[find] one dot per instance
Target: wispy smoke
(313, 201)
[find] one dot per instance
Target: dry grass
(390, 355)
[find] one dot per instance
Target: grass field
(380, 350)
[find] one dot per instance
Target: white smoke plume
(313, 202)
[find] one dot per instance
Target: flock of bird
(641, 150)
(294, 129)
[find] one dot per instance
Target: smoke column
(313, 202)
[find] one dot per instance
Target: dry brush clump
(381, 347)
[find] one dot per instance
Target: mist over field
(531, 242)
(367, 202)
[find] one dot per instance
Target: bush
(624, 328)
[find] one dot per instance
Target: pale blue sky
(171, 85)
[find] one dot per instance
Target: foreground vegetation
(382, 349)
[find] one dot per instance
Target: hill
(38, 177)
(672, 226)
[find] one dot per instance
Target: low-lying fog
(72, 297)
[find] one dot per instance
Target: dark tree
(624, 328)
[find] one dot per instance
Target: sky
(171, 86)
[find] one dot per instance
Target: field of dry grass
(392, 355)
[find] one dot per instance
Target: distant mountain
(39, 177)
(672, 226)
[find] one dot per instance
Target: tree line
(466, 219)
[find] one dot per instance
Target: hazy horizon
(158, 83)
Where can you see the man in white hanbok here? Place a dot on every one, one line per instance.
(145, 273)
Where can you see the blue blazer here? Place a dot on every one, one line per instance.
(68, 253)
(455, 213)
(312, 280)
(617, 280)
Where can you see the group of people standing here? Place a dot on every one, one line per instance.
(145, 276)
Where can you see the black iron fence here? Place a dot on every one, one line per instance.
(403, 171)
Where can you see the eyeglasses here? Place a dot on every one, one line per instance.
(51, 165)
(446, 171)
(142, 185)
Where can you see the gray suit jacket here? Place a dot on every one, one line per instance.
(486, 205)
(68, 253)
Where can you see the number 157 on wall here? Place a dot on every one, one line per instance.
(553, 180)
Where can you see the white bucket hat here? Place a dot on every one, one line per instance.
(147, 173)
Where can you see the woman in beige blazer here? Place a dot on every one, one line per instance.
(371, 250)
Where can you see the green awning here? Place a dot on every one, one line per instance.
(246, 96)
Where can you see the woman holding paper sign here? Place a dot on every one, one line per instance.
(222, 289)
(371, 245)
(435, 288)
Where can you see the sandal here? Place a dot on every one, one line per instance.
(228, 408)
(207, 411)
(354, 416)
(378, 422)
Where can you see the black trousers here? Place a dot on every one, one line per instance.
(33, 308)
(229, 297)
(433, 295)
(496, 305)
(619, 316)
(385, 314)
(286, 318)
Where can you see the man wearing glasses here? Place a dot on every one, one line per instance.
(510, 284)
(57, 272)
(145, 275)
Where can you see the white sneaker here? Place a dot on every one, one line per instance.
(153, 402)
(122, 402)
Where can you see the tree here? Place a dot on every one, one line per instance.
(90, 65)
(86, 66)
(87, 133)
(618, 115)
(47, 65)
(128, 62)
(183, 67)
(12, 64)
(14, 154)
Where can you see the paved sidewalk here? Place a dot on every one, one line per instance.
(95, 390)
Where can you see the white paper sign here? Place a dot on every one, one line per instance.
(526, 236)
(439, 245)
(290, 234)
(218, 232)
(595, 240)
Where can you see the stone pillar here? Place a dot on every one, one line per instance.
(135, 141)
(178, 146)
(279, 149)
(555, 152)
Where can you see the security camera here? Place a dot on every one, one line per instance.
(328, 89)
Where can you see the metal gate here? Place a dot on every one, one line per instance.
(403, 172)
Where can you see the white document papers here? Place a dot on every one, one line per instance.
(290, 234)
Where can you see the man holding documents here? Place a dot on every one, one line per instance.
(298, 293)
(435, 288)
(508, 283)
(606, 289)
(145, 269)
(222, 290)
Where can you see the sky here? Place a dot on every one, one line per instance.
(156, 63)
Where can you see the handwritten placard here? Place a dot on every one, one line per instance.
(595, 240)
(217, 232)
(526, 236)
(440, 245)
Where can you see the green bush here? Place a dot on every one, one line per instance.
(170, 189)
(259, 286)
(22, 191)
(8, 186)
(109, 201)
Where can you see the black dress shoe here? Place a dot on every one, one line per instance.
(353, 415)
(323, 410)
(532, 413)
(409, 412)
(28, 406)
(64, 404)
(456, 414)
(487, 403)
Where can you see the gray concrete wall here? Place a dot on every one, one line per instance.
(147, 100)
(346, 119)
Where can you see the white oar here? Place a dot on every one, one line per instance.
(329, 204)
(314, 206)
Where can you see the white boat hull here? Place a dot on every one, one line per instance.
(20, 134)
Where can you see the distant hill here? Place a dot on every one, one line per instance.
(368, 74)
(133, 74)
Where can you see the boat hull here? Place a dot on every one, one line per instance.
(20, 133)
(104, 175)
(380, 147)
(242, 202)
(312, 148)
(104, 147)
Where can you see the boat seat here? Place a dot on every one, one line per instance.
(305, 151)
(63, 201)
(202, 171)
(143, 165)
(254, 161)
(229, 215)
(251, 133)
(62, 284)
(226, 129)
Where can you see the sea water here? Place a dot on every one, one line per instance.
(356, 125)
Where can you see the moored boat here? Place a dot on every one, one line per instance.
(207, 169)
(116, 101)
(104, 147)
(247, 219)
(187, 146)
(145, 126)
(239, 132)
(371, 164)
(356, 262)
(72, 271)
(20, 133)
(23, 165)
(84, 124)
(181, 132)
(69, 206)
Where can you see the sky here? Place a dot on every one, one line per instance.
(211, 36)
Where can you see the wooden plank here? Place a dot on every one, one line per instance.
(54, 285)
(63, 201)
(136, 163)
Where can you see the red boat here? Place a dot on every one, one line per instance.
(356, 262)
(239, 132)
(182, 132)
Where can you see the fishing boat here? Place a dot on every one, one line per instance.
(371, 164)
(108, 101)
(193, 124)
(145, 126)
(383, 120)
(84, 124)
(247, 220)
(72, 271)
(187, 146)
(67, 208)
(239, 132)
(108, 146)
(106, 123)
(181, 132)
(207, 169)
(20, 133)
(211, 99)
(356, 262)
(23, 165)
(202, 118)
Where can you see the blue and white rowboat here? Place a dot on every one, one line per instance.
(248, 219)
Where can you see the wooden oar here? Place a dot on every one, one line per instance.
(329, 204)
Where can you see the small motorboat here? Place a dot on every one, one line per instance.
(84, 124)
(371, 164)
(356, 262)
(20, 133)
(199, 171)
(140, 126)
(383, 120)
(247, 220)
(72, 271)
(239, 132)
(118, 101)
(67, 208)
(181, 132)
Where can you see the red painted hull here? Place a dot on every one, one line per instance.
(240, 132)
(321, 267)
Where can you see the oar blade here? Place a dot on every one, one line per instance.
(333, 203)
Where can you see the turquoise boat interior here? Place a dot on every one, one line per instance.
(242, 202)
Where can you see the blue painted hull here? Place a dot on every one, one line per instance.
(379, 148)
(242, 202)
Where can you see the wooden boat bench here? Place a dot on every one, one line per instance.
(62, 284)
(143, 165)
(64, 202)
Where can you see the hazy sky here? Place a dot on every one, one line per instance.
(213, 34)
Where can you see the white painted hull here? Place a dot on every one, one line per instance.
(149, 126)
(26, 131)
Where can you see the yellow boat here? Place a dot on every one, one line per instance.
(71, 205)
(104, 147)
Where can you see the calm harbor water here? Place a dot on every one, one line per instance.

What to work on — Repeat the material, keeping every word exactly as it is.

Task result —
[find] one dot per instance
Target: wispy smoke
(313, 201)
[find] one dot per instance
Target: dry grass
(390, 355)
[find] one dot per instance
Target: grass field
(380, 350)
[find] one dot per instance
Target: white smoke plume
(313, 202)
[find] one dot per instance
Target: flock of bird
(641, 150)
(294, 129)
[find] one dot per instance
Target: smoke column
(313, 202)
[find] one dot per instance
Target: dry brush clump
(381, 347)
[find] one dot per instance
Target: mist over field
(531, 242)
(367, 202)
[find] one dot per instance
Target: bush
(624, 328)
[find] one dot per instance
Target: pale blue sky
(171, 85)
[find] one dot per instance
Target: foreground vegetation
(382, 349)
[find] one dot per instance
Target: hill
(38, 177)
(672, 226)
[find] one dot per instance
Target: low-lying fog
(72, 297)
[find] one dot per instance
Target: dark tree
(624, 328)
[find] one dot per instance
Target: sky
(171, 86)
[find] one dot per instance
Target: field of dry grass
(392, 355)
[find] one dot per instance
Target: distant mountain
(39, 177)
(672, 226)
[find] one dot per instance
Target: tree line
(466, 219)
[find] one dot per instance
Target: hazy horizon
(158, 83)
Where can you see the man in white hanbok here? Place a dot on every one, one line per instance.
(145, 273)
Where can you see the blue blazer here? Place a dot on every one, one line per instance.
(68, 253)
(455, 213)
(312, 280)
(617, 280)
Where can you see the group of people standing here? Place a dot on every one, one line per instance.
(145, 276)
Where can you see the black iron fence here? Place a dot on every one, one line per instance.
(403, 171)
Where can you see the eyeglasses here? Place a dot on every one, one line per instance.
(51, 165)
(446, 171)
(142, 185)
Where can you see the gray suit jacket here? Place a dot on every one, one line per instance.
(486, 205)
(68, 253)
Where can you see the number 157 on wall here? Place a dot on every one, one line per instance.
(553, 180)
Where can you see the white bucket hat here? Place a dot on every one, one line per instance.
(147, 173)
Where can you see the woman in beige blazer here? Place a dot on every one, one line per instance.
(371, 250)
Where can you see the green awning here? Place a dot on every one, one line per instance.
(246, 96)
Where can you see the woman holding paper sign here? Place a dot on every one, one line per instance.
(222, 289)
(371, 245)
(435, 288)
Where can you see the sandal here? Place a dot on every one, one line per instance.
(228, 408)
(207, 411)
(354, 416)
(378, 422)
Where can you see the black trousers here? Place a dot on every one, one line per instance.
(33, 308)
(229, 297)
(433, 295)
(496, 305)
(619, 316)
(385, 314)
(286, 318)
Where can you see the man wearing glasses here? Place a dot on every one, one line per instance.
(510, 284)
(57, 272)
(145, 275)
Where can you see the white sneaker here? Place a dot on every one, one line per instance.
(153, 402)
(122, 402)
Where can you see the tree here? Place a dot on every one, one line per instance.
(90, 65)
(86, 66)
(87, 133)
(618, 115)
(47, 65)
(128, 62)
(183, 67)
(12, 64)
(14, 154)
Where can you see the paved sidewalk here? Place a dot on every one, one line per instance.
(95, 390)
Where can you see the white paper sign here? Place a dot on every one, one line per instance.
(526, 236)
(439, 245)
(290, 234)
(218, 232)
(595, 240)
Where can you see the stone pillar here? Place a dot on every one, one line per instance.
(135, 141)
(178, 146)
(279, 149)
(555, 152)
Where can you see the security camera here? Place a dot on every one, one line per instance.
(328, 89)
Where can you see the metal gate here? Place a dot on every one, one line per instance.
(403, 172)
Where can you see the white document papers here? Place a dot on every one, one line per instance.
(290, 234)
Where can you see the man holding documents here? Place a dot on every one, one line per instance.
(298, 293)
(435, 288)
(508, 283)
(606, 289)
(145, 269)
(222, 290)
Where can you see the sky here? Place a dot on every one, one line per instance.
(156, 63)
Where can you see the handwritten placard here? Place a dot on every one, one line per instance.
(595, 240)
(217, 232)
(526, 236)
(440, 245)
Where can you see the green bush here? Place a dot on every one, one line per instance.
(170, 189)
(259, 286)
(22, 191)
(8, 186)
(109, 201)
Where can you see the black dress shoe here? Place a dot on every one, one line per instance.
(353, 415)
(323, 410)
(532, 413)
(409, 412)
(28, 406)
(64, 404)
(456, 414)
(487, 403)
Where can you see the gray concrete wall here? Place a dot on every one, one line per instance.
(147, 100)
(346, 119)
Where can you see the white oar here? Place a dot on every one, one line per instance.
(329, 204)
(314, 206)
Where can you see the white boat hull here? Place a dot on every one, one line per instance.
(20, 134)
Where can you see the distant hill here? Place a dot on every one, one line per instance.
(368, 74)
(133, 74)
Where can you see the boat hull here? Place a dot on every one, one line per instance.
(20, 133)
(104, 175)
(380, 147)
(242, 202)
(312, 148)
(104, 147)
Where can you see the boat seat here? Place a dot on every one, one line per instance.
(305, 151)
(63, 201)
(202, 171)
(143, 165)
(254, 161)
(229, 215)
(251, 133)
(62, 284)
(226, 129)
Where can you see the sea water here? Place a dot on every one, one line per instance.
(356, 125)
Where can you see the moored boat here? Place a dot on every one, one line per instance.
(207, 169)
(116, 101)
(104, 147)
(247, 219)
(187, 146)
(145, 126)
(239, 132)
(371, 164)
(356, 262)
(72, 271)
(20, 133)
(23, 165)
(84, 124)
(181, 132)
(69, 206)
Where can you see the sky here? Place a dot on every one, one line per instance.
(211, 36)
Where can you see the wooden plank here? Place a dot on every one, one line per instance.
(54, 285)
(63, 201)
(136, 163)
Where can you see the red boat here? Place a dot on every one, one line per instance.
(356, 262)
(239, 132)
(182, 132)
Where can you see the fishing boat here? Place a dot on every one, one line per instance.
(371, 164)
(108, 101)
(193, 124)
(145, 126)
(383, 120)
(84, 124)
(247, 220)
(72, 271)
(187, 146)
(67, 208)
(239, 132)
(108, 146)
(106, 123)
(181, 132)
(207, 169)
(20, 133)
(211, 99)
(356, 262)
(23, 165)
(202, 118)
Where can you see the blue and white rowboat here? Place a dot on every one, one line per instance.
(248, 219)
Where can you see the wooden oar here? Place a dot on every one, one line per instance.
(329, 204)
Where can you see the small motorboat here? Place a dot on every one, one line per instance.
(84, 124)
(371, 164)
(356, 262)
(20, 133)
(199, 171)
(140, 126)
(383, 120)
(247, 220)
(72, 271)
(239, 132)
(118, 101)
(67, 208)
(181, 132)
Where can you see the red painted hull here? Place a dot on every one, one line per instance.
(240, 132)
(321, 267)
Where can you see the oar blade here? Place a dot on every one, one line per instance.
(333, 203)
Where can you see the turquoise boat interior here? Place a dot on every one, one line per instance.
(242, 202)
Where can you see the blue painted hull here? Place a dot on every one, one line per instance.
(379, 148)
(242, 202)
Where can you see the wooden boat bench here? Place a dot on every one, one line per instance.
(62, 284)
(143, 165)
(64, 202)
Where can you see the hazy sky here? Place a dot on every one, one line per instance.
(213, 34)
Where can you see the white painted hull here? Place a dot on every one, one line per instance.
(149, 126)
(26, 131)
Where can you see the yellow boat here? Place a dot on every one, one line per instance.
(71, 205)
(104, 147)
Where can you see the calm harbor water here? Place a dot on every one, one line per instance.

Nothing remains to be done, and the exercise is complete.